• PROBLEM DETAILS: Rewrite the material below as a JSON list of strings, one string per line. Skip blank lines and leave the pictures out.

━━ ENTRIES

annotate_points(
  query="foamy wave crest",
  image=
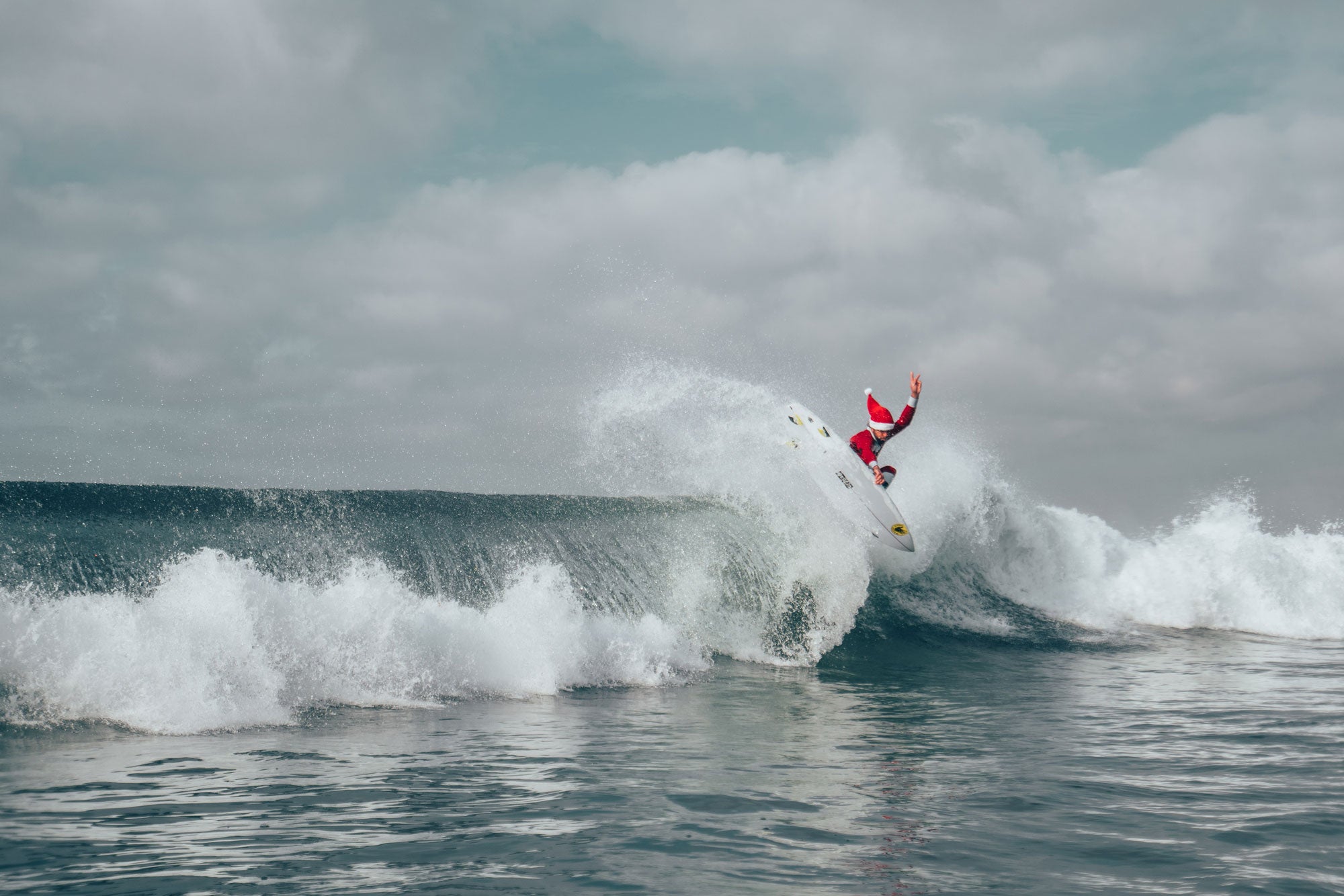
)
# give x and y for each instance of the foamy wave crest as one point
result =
(990, 559)
(1218, 569)
(221, 645)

━━━━

• FINISHED TASK:
[
  "annotate_points(",
  "  query=\"foamy wave crest\",",
  "  image=",
  ")",
  "# give x and y for each instance of the foamy wave crest as one point",
  "result =",
  "(990, 559)",
  "(1218, 569)",
  "(221, 645)"
]